• _EXTRACTED DATA_:
***

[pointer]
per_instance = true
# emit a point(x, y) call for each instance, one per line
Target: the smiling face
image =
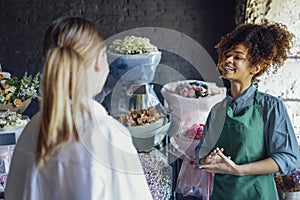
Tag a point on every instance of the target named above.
point(236, 66)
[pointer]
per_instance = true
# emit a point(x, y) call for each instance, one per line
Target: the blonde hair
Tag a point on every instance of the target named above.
point(71, 45)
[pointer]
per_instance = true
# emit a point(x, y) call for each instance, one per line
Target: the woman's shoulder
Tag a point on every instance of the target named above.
point(269, 100)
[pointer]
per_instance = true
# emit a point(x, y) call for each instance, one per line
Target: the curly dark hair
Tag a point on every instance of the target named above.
point(268, 44)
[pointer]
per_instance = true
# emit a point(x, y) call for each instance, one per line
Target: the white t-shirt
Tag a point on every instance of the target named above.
point(103, 165)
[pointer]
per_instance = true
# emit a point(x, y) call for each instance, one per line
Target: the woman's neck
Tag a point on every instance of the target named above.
point(236, 89)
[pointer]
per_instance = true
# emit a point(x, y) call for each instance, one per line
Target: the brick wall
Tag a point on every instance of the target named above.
point(24, 22)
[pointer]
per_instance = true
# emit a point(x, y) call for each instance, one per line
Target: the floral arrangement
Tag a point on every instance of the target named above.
point(288, 183)
point(131, 45)
point(10, 118)
point(15, 91)
point(192, 90)
point(195, 132)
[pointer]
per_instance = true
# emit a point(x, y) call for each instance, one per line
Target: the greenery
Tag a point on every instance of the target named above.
point(17, 91)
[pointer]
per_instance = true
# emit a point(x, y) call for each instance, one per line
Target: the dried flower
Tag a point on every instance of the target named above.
point(10, 118)
point(131, 45)
point(288, 183)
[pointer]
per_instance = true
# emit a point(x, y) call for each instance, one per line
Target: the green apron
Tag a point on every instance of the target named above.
point(242, 138)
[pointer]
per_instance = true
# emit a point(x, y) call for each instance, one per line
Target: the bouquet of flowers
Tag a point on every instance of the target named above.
point(11, 119)
point(131, 45)
point(15, 94)
point(133, 59)
point(288, 183)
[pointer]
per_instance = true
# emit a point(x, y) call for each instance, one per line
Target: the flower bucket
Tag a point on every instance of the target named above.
point(19, 109)
point(134, 69)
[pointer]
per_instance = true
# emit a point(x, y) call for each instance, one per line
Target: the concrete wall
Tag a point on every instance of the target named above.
point(286, 83)
point(24, 22)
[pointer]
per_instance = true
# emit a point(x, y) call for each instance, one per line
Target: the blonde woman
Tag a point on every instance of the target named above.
point(72, 149)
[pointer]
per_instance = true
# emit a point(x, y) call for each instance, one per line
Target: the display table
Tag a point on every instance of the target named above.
point(158, 174)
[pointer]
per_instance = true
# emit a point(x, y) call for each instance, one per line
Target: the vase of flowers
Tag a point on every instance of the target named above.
point(15, 94)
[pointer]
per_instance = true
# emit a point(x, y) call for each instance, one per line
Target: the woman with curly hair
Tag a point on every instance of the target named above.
point(248, 136)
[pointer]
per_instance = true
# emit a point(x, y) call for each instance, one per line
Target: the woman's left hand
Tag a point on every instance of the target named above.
point(220, 163)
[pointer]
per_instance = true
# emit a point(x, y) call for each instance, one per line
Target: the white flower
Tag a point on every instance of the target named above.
point(6, 75)
point(132, 45)
point(11, 89)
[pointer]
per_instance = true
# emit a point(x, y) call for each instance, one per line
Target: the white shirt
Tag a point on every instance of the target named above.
point(103, 165)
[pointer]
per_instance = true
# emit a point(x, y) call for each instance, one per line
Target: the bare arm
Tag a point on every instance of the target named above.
point(224, 165)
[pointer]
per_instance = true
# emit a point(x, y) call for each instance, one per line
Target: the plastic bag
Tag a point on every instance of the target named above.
point(186, 111)
point(193, 181)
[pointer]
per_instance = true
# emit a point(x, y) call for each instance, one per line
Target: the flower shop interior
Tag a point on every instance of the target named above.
point(184, 31)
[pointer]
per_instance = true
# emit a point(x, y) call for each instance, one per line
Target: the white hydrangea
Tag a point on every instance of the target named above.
point(132, 45)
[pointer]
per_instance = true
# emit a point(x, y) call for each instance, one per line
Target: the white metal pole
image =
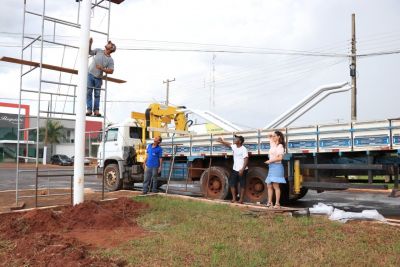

***

• _YOUR INSTRUCTIONS_: Can you convert every line of the items above into a Markdown table with the columns Num and Line, giving each non-blank line a row number and leaving out blank lines and the pictures?

• _FULL SOLUTION_:
| Num | Line |
|---|---|
| 1 | [pointer] |
| 2 | per_instance = true |
| 3 | # emit a point(x, y) call for each instance, one per line |
| 4 | Target: the smiling face |
| 5 | image = |
| 6 | Tag a point on every instance of the target named above. |
| 7 | point(236, 66) |
| 8 | [pointer] |
| 9 | per_instance = true |
| 10 | # emit a point(x, y) call for each instance, one per line |
| 11 | Target: the blonde hair |
| 12 | Tag a point on every instance of the target named above. |
| 13 | point(71, 45) |
| 14 | [pointer] |
| 15 | per_instance = true |
| 16 | # emit a point(x, y) call for each instance, one per line |
| 17 | Target: the woman's shoulder |
| 18 | Tag a point on every instance of the target named above. |
| 19 | point(269, 100) |
| 20 | [pointer] |
| 21 | per_instance = true |
| 22 | # emit a point(x, y) call for each instance, one per line |
| 23 | Target: the curly dark hair |
| 24 | Tag a point on every instance of the target named above. |
| 25 | point(268, 44) |
| 26 | [pointer] |
| 27 | per_instance = true |
| 28 | # emit a point(x, y) call for each instance, one per line |
| 29 | Target: the white t-shirt |
| 30 | Tag a point on every instance of the target named above. |
| 31 | point(103, 165) |
| 32 | [pointer] |
| 33 | per_instance = true |
| 34 | # emit a point(x, y) call for each instance, one per line |
| 35 | Target: the woman's neck |
| 36 | Tag a point on every instance of the target named above. |
| 37 | point(236, 89) |
| 38 | [pointer] |
| 39 | per_instance = true |
| 40 | # emit a point(x, y) call for each instance, one per line |
| 41 | Target: the brick wall |
| 42 | Tag a point on every instance of the target named above. |
| 43 | point(24, 22) |
| 44 | [pointer] |
| 45 | per_instance = true |
| 46 | # emit a point(x, y) call for each instance, one per line |
| 47 | Target: the floral arrangement |
| 48 | Tag a point on every instance of the target named above. |
| 49 | point(288, 183) |
| 50 | point(131, 45) |
| 51 | point(10, 118) |
| 52 | point(15, 91) |
| 53 | point(192, 90) |
| 54 | point(195, 132) |
| 55 | [pointer] |
| 56 | per_instance = true |
| 57 | # emit a point(x, y) call for each instance, one per line |
| 58 | Target: the greenery |
| 59 | Tag a point on every instance of the target named above. |
| 60 | point(17, 91) |
| 61 | [pointer] |
| 62 | per_instance = true |
| 63 | # emit a point(x, y) call for each instance, one per line |
| 64 | Target: the dried flower |
| 65 | Tag a point on every instance of the target named above. |
| 66 | point(10, 118) |
| 67 | point(131, 45) |
| 68 | point(288, 183) |
| 69 | [pointer] |
| 70 | per_instance = true |
| 71 | # emit a point(x, y) call for each instance, one per line |
| 72 | Target: the green apron |
| 73 | Tag a point on every instance of the target named above. |
| 74 | point(242, 138) |
| 75 | [pointer] |
| 76 | per_instance = true |
| 77 | # emit a point(x, y) call for each instance, one per line |
| 78 | Target: the bouquet of flowers |
| 79 | Tag a point on every instance of the target named above. |
| 80 | point(11, 119) |
| 81 | point(131, 45) |
| 82 | point(15, 94) |
| 83 | point(133, 59) |
| 84 | point(288, 183) |
| 85 | [pointer] |
| 86 | per_instance = true |
| 87 | # emit a point(x, y) call for each instance, one per line |
| 88 | Target: the flower bucket |
| 89 | Tag a point on every instance of the target named above. |
| 90 | point(19, 109) |
| 91 | point(134, 69) |
| 92 | [pointer] |
| 93 | per_instance = true |
| 94 | # emit a point(x, y) call for each instance, one per line |
| 95 | Target: the concrete wall |
| 96 | Tag a point on every instance of the target named above. |
| 97 | point(286, 83) |
| 98 | point(24, 22) |
| 99 | [pointer] |
| 100 | per_instance = true |
| 101 | # emit a point(x, y) call for each instance, one per line |
| 102 | Target: the blonde woman |
| 103 | Tag a point on every instance of the target named above. |
| 104 | point(72, 149) |
| 105 | [pointer] |
| 106 | per_instance = true |
| 107 | # emit a point(x, y) call for each instance, one per line |
| 108 | Target: the display table |
| 109 | Tag a point on every instance of the target named above. |
| 110 | point(158, 174) |
| 111 | [pointer] |
| 112 | per_instance = true |
| 113 | # emit a point(x, y) call for each instance, one per line |
| 114 | Target: the vase of flowers |
| 115 | Tag a point on every instance of the target named above. |
| 116 | point(15, 94) |
| 117 | [pointer] |
| 118 | per_instance = true |
| 119 | # emit a point(x, y) call for each instance, one per line |
| 120 | Target: the woman with curly hair |
| 121 | Tag a point on every instance of the target named above. |
| 122 | point(248, 136) |
| 123 | [pointer] |
| 124 | per_instance = true |
| 125 | # emit a point(x, y) call for each instance, one per line |
| 126 | Target: the woman's left hand |
| 127 | Tag a point on every instance of the target named above. |
| 128 | point(220, 163) |
| 129 | [pointer] |
| 130 | per_instance = true |
| 131 | # emit a point(x, y) call for each instance, one per line |
| 132 | Target: the white flower |
| 133 | Tag a point on every instance of the target named above. |
| 134 | point(6, 75) |
| 135 | point(132, 45) |
| 136 | point(11, 89) |
| 137 | [pointer] |
| 138 | per_instance = true |
| 139 | # emit a point(x, y) call for each instance, one per line |
| 140 | Target: the white shirt |
| 141 | Tag a point on every instance of the target named above. |
| 142 | point(103, 165) |
| 143 | [pointer] |
| 144 | per_instance = true |
| 145 | # emit a point(x, y) call for each instance, one per line |
| 146 | Target: the bare arm |
| 147 | Tag a point on every instance of the target named above. |
| 148 | point(224, 165) |
| 149 | [pointer] |
| 150 | per_instance = true |
| 151 | # emit a point(x, y) call for each instance, one per line |
| 152 | Target: the plastic bag |
| 153 | Tag a point on every instance of the target named above. |
| 154 | point(186, 111) |
| 155 | point(193, 181) |
| 156 | [pointer] |
| 157 | per_instance = true |
| 158 | # emit a point(x, y) call for each instance, one per line |
| 159 | Target: the flower shop interior |
| 160 | Tag a point on every instance of the target named above. |
| 161 | point(184, 31) |
| 162 | [pointer] |
| 163 | per_instance = true |
| 164 | # emit a point(x, y) call for each instance, one per line |
| 165 | Target: the white hydrangea |
| 166 | Tag a point on every instance of the target named above. |
| 167 | point(132, 45) |
| 168 | [pointer] |
| 169 | per_instance = true |
| 170 | # emit a point(x, y) call for each instance, one per line |
| 171 | Target: the white metal pole |
| 172 | image = |